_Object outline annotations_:
-=-=-=-=-

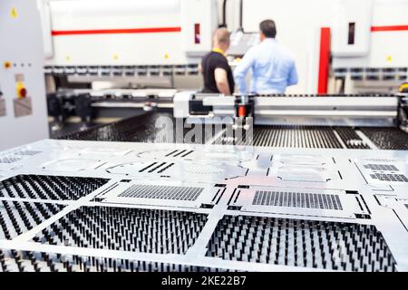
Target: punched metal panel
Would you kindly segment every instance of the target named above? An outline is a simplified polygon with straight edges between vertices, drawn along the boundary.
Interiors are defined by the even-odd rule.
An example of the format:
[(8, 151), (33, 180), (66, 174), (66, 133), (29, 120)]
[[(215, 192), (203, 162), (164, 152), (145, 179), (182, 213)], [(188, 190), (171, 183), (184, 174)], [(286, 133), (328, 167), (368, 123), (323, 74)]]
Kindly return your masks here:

-=-=-=-=-

_Problem statement_:
Write out every line above word for word, leaving out the pictures.

_Task output_:
Target: punched metal panel
Would you kindly segment every instance of the target named above? An outline is a simplified polygon with straight edges between vertices, drawn along the boundary.
Interiors are defined by the even-odd rule.
An example of the format:
[(8, 151), (33, 180), (66, 174), (66, 133), (29, 120)]
[[(215, 192), (203, 162), (164, 152), (145, 179), (182, 213)], [(188, 190), (171, 183), (184, 174)], [(286, 133), (328, 167), (368, 123), (323, 74)]]
Kindly return your masks here:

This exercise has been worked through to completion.